▶ _EXERCISE DETAILS_: Locate each line in the data below that contains the string "window" and copy those lines out in full. The match is case-sensitive.

▶ _STORED DATA_:

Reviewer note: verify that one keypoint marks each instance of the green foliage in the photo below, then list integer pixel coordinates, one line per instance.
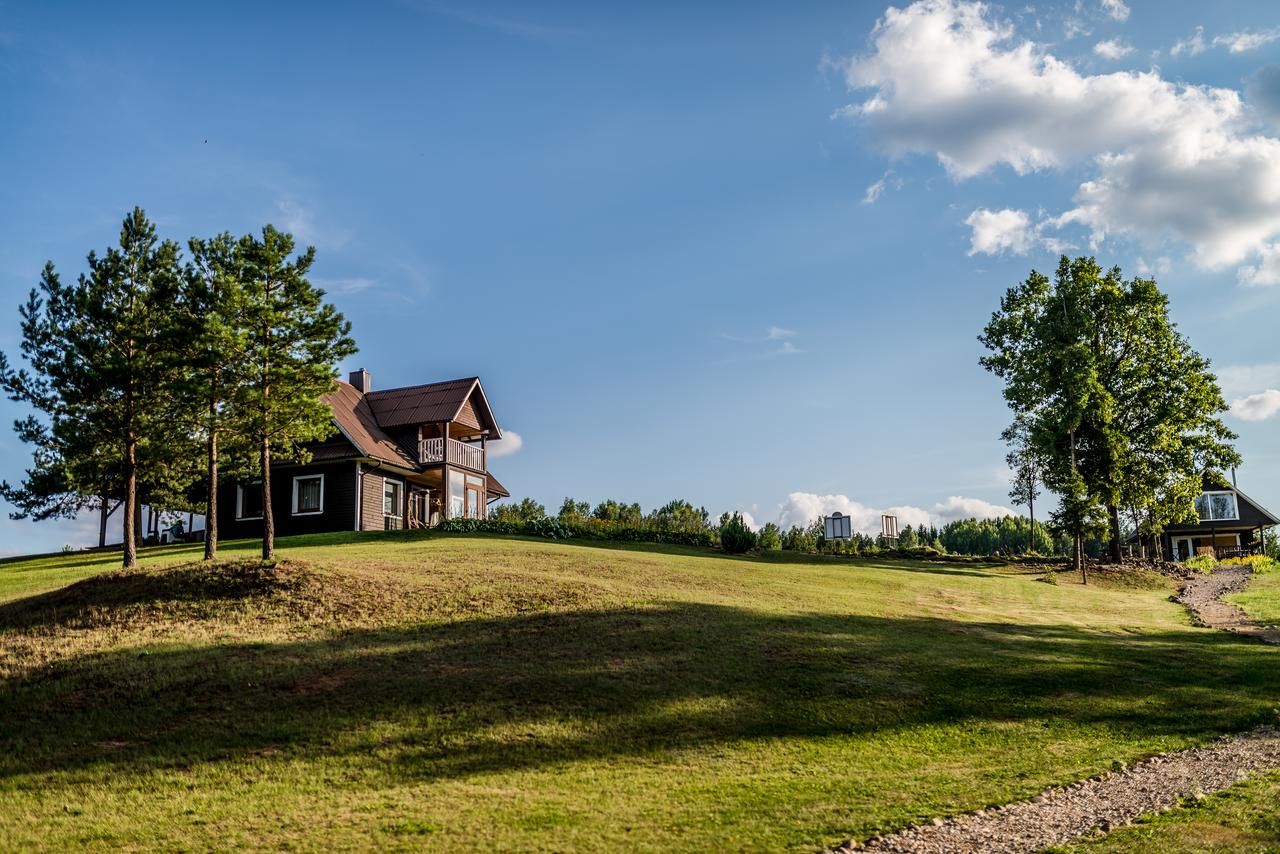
(736, 538)
(1112, 403)
(295, 342)
(1257, 562)
(574, 510)
(615, 511)
(585, 529)
(1201, 562)
(769, 538)
(526, 510)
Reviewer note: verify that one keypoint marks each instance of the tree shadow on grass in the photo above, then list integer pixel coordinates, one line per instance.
(525, 692)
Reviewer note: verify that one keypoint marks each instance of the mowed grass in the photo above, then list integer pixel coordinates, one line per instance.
(417, 692)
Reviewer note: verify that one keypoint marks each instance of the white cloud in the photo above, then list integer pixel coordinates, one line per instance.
(1116, 9)
(1171, 160)
(1112, 49)
(1239, 42)
(886, 182)
(510, 443)
(1192, 46)
(999, 231)
(1257, 407)
(804, 507)
(1240, 380)
(1265, 272)
(1161, 265)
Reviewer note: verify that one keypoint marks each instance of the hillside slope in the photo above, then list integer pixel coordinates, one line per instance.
(456, 693)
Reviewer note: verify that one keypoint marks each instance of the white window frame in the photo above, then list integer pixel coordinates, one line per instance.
(309, 512)
(400, 487)
(240, 501)
(1235, 502)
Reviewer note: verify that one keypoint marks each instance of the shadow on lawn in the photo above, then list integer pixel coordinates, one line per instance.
(525, 692)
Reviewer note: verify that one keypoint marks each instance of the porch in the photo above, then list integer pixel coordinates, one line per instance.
(455, 452)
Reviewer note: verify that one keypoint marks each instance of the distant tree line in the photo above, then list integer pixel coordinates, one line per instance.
(155, 373)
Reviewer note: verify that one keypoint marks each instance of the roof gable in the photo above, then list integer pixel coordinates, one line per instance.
(430, 402)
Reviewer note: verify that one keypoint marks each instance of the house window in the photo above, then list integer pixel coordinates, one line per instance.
(307, 494)
(392, 497)
(457, 493)
(1217, 506)
(248, 501)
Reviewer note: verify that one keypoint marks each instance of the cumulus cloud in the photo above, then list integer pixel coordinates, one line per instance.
(1262, 92)
(999, 231)
(1257, 407)
(1112, 49)
(510, 443)
(803, 507)
(1171, 160)
(1116, 9)
(1192, 46)
(1239, 42)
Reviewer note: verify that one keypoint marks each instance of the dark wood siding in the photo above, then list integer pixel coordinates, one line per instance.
(371, 517)
(339, 503)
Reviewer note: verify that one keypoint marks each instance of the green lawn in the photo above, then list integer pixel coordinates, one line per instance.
(458, 693)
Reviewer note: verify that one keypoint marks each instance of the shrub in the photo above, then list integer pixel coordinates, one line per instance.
(1201, 562)
(736, 538)
(1257, 562)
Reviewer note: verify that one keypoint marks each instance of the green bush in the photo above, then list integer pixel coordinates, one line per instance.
(589, 529)
(1201, 562)
(736, 538)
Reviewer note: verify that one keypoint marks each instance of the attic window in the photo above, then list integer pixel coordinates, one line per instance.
(1217, 507)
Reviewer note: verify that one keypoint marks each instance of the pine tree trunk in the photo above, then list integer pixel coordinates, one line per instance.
(268, 517)
(131, 502)
(103, 512)
(211, 502)
(1114, 512)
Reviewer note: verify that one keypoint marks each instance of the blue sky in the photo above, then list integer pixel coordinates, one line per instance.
(734, 252)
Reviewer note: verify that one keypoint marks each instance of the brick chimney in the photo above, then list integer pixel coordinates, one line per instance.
(361, 379)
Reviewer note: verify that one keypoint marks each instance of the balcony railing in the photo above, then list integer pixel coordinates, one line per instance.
(460, 453)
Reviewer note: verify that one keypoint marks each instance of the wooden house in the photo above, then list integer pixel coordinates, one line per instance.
(400, 457)
(1230, 524)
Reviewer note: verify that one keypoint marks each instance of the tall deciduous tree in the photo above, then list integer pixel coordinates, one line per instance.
(1118, 405)
(295, 339)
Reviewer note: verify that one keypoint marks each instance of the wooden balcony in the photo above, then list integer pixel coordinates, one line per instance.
(460, 453)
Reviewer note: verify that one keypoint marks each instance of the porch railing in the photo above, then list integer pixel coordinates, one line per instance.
(460, 453)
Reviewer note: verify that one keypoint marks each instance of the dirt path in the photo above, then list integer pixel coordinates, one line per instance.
(1202, 594)
(1112, 799)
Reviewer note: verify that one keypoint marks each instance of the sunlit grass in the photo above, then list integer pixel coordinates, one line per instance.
(444, 692)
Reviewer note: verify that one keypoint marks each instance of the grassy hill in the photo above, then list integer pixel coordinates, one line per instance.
(457, 693)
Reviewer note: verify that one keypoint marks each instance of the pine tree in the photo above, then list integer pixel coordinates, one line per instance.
(295, 342)
(211, 314)
(99, 373)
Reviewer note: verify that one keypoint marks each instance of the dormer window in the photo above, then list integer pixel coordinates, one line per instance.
(1217, 507)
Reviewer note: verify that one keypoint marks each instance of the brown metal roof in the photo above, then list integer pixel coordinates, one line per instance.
(352, 414)
(429, 402)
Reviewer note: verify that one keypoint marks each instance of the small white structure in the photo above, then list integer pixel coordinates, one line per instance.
(837, 526)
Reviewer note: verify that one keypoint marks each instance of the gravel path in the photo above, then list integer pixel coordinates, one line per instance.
(1202, 594)
(1116, 798)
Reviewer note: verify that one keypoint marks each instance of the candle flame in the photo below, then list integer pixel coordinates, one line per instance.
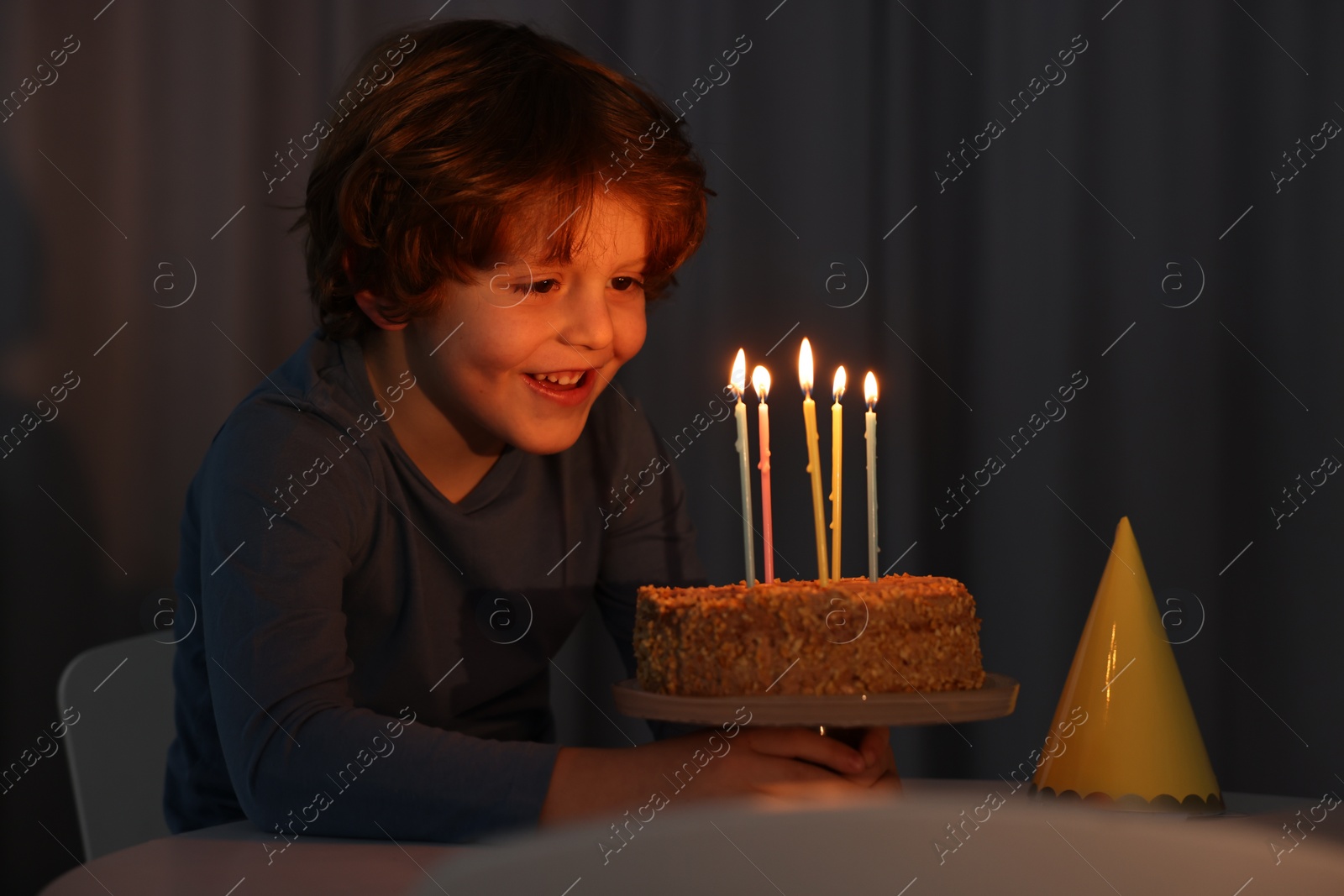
(806, 367)
(739, 374)
(761, 382)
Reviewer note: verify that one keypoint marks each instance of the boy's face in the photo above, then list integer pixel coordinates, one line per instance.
(521, 355)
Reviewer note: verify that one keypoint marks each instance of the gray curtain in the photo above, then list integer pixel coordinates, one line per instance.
(974, 282)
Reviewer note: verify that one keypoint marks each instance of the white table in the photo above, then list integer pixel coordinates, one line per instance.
(877, 846)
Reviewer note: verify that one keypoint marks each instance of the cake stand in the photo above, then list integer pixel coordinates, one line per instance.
(842, 716)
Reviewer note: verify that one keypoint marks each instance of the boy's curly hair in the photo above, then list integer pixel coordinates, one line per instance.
(477, 136)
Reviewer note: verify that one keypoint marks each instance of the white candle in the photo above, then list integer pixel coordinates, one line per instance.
(739, 383)
(837, 479)
(810, 418)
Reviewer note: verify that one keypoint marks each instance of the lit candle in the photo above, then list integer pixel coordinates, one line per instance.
(810, 418)
(837, 436)
(870, 434)
(739, 383)
(761, 383)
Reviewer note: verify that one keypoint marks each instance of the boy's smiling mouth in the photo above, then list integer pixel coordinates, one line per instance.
(566, 387)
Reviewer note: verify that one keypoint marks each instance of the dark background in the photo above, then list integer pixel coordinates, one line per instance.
(1156, 150)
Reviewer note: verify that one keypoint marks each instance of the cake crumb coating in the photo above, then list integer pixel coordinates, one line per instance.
(800, 637)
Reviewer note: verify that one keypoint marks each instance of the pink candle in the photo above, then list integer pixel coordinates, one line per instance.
(761, 382)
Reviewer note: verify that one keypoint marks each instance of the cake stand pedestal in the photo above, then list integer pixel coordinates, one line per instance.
(842, 716)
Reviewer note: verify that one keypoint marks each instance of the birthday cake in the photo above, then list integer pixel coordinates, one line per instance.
(847, 637)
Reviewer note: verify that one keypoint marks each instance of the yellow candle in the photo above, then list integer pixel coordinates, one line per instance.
(837, 453)
(810, 418)
(870, 434)
(738, 383)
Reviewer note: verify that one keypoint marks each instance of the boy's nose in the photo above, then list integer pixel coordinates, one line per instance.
(586, 318)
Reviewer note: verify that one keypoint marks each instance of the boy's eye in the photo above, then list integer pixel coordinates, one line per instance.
(537, 286)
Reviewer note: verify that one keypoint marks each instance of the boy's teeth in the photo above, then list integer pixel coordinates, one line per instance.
(561, 379)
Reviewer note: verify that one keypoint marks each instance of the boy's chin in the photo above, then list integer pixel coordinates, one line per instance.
(553, 441)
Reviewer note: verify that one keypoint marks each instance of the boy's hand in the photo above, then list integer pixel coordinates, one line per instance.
(788, 762)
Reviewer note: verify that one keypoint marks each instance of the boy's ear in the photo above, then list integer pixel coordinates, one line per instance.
(369, 302)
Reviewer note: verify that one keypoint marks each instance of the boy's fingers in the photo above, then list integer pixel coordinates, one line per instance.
(875, 745)
(806, 743)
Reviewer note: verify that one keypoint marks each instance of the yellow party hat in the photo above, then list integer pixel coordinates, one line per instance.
(1124, 731)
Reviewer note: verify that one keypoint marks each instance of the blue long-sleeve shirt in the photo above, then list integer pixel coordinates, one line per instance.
(367, 658)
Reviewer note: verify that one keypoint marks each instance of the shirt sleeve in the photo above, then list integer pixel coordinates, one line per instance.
(304, 759)
(648, 537)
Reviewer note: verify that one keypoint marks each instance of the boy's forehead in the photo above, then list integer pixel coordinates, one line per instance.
(601, 231)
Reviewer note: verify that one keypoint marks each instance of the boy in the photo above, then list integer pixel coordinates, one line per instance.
(391, 535)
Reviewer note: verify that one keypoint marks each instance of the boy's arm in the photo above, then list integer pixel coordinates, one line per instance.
(652, 542)
(302, 757)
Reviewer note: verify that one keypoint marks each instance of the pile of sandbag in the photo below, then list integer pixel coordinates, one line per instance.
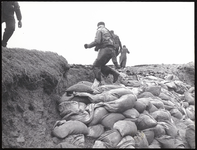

▶ _TASK OUTPUT_:
Reviewer note: verify that one keypoint marks each instance of the white window frame in the photo above, then list integer pixel coordinates, one line per instance.
Reviewer note: verify that one keypoint marks each instance of the house window in the photo above, then list integer pixel coordinates, one line per instance.
Reviewer note: verify that one keypoint marks each instance of the attic window in the photo above, then list integer pixel coordinates, one line per instance.
Reviewer note: verify that one keypoint marks each instance of the dormer window in the photo above, then list integer pixel coordinates, one line per instance.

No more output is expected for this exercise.